(TEXTAUSZUG):
####################

Anlass und Grund
Die Mehrheit der deutschen Verhafteten wurde
aufgrund einer Denunziation oder einer Verdächtigung
festgenommen.
Es genügte der Kontakt zu einer dem sowjetischen
Geheimdienst verdächtigen Person. Das konnte
ein Familienangehöriger, ein Bekannter oder ein
Arbeitskollege sein.
Desgleichen waren Kontakte nach Westdeutschland
oder West-Berlin, etwa zu Presse und Rundfunkstationen,
Anlass für Verhaftungen. Auch die
Weigerung, mit dem sowjetischen Geheimdienst
zusammenzuarbeiten, führte zu Festnahmen.
Eine NS-Vergangenheit war dagegen ein eher
zweitrangiger Verhaftungs- und Anklagegrund.
Jugendlichen Häftlingen wurde in einigen Fällen
neben anderen Anklagepunkten ihre angebliche
Zugehörigkeit zum „Werwolf“ vorgeworfen.
Ein Verhaftungsgrund, der offenbar nur einer Minderheit
der Inhaftierten zur Last gelegt wurde,
bestand in regimefeindlichen Aktionen, zum Beispiel
dem Verteilen von antisowjetischen Flugblättern.
Umstände
Die Verhaftungen erfolgten gezielt zu Hause, an
der Arbeitsstelle und auf der Straße. Vielen war im
Moment ihrer Festnahme gar nicht bewusst, was
geschah, da sie unter einem harmlosen Vorwand
mitgenommen wurden.
Willkürliche Verhaftungen fanden bei Passkontrollen
an der Sektorengrenze in Berlin oder durch
sowjetische Militärpatrouillen statt.
„Als ich in Potsdam am Bahnhof ankam, hat mich
niemand verhaftet. Doch dann bin ich von zwei
Offizieren aus der Straßenbahn geholt worden.

####################

(AUFGABENLISTE):
A. Geben Sie den Absatz des Textauszugs, der mit „Die Verhaftungen erfolgten gezielt“ beginnt, in kürzerer Form wieder und behalten Sie dabei seine wesentlichen Angaben bei.
B. Setzen Sie den Textauszug über die Verhaftungen Deutscher durch den sowjetischen Geheimdienst im Anschluss an seinen letzten Satz fort.

(Daten zur Verortung von Objektbeschreibungen)
####################

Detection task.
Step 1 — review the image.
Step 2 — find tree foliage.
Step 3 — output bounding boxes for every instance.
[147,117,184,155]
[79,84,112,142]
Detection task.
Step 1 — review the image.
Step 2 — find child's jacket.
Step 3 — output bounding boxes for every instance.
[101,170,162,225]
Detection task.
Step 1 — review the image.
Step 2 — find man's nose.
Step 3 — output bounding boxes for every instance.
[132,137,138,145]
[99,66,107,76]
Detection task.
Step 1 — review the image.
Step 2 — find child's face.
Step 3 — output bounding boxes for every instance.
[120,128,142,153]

####################

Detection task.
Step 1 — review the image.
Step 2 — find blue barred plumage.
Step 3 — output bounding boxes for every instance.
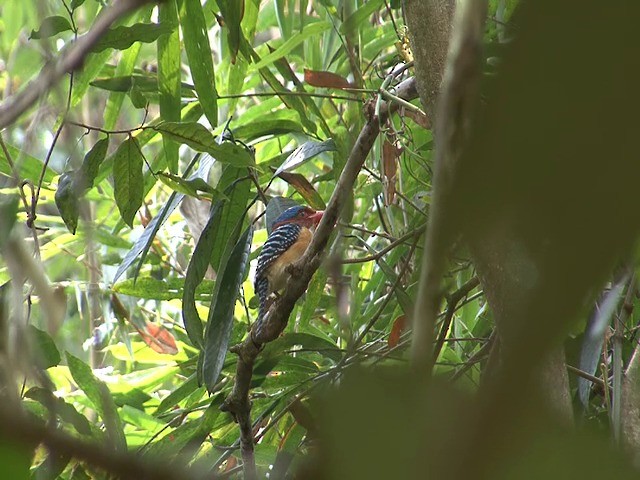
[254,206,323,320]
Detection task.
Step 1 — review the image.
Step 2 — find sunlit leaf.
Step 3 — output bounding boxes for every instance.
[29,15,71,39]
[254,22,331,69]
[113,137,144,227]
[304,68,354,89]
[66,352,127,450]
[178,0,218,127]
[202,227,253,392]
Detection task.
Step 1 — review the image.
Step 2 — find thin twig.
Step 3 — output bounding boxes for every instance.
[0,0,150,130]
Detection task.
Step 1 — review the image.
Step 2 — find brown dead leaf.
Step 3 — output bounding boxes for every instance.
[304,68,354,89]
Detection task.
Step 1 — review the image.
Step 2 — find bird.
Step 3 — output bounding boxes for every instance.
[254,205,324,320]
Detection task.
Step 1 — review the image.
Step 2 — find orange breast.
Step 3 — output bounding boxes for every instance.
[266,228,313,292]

####################

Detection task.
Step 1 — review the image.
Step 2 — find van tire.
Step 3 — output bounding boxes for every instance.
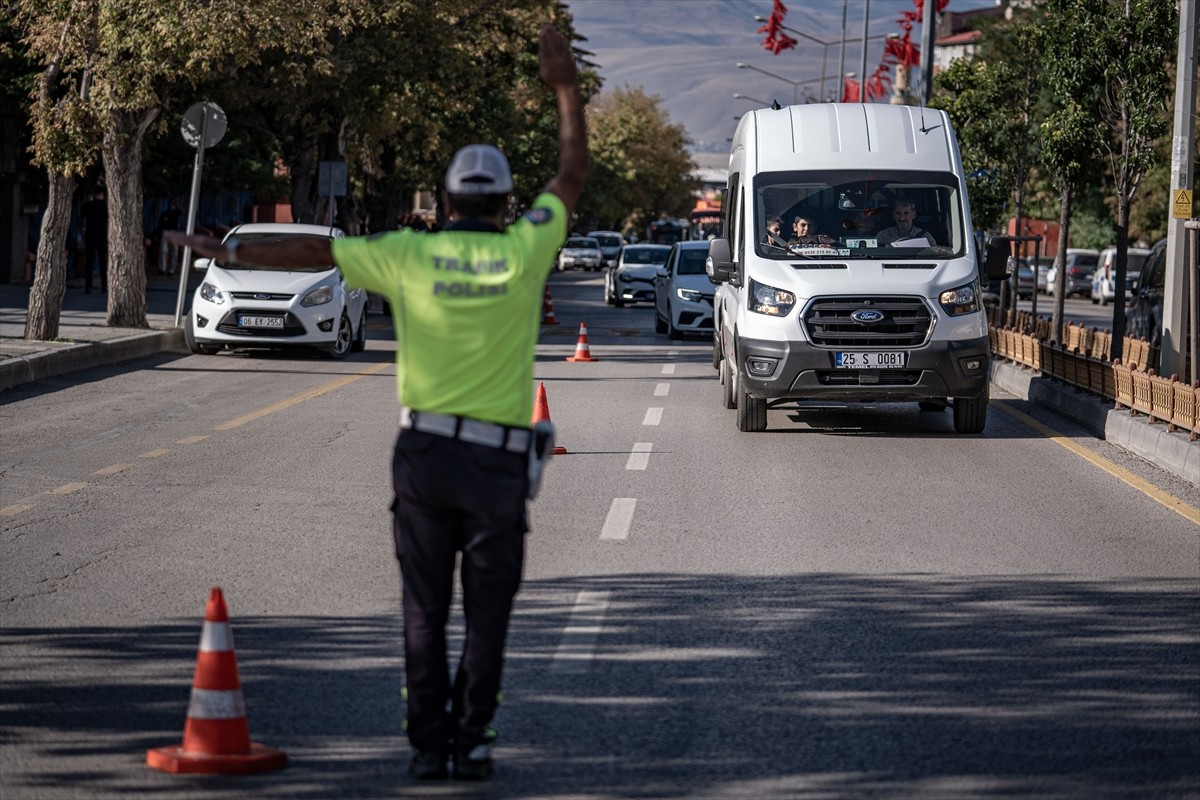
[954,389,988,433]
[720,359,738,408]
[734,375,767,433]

####################

(ANTWORTEN IM EINZELNEN):
A. Die Festnahmen fanden gezielt zu Hause, am Arbeitsplatz und auf der Straße statt. Weil man die Betroffenen unter einem harmlosen Vorwand mitnahm, bemerkten viele zunächst nicht, was mit ihnen geschah.

B.
Die warteten auf mich an meiner Haltestelle. Wie
ich die gesehen habe, wollte ich schnell wieder
zurück, aber da hatten sie mich schon ‘rausgezogen“.
(Maria Fricker)
Verhaftung von Sowjetbürgern
Die sowjetischen Häftlinge in der Leistikowstraße 1
gehörten dem Militär an. Ein häufiger Grund für die
Verhaftung war Desertion. Anlass bot auch der
Verdacht auf „antisowjetische Agitation“, „Gruppenbildung“
oder „Umsturzversuch“.
Für den Entschluss zu desertieren spielten verschiedene
Motive eine Rolle: dem unmenschlichen
Soldatenalltag in der Sowjetarmee zu entkommen
wie auch der Wunsch, in den Westen zu gelangen.
Nicht alle in der Leistikowstraße inhaftierten
sowjetischen Militärangehörigen waren zuvor in
Potsdam stationiert. Während sich manche von
ihnen hier als Untersuchungsgefangene befanden,
waren andere bereits verurteilt und warteten auf
ihren Transport in die Lager der Sowjetunion.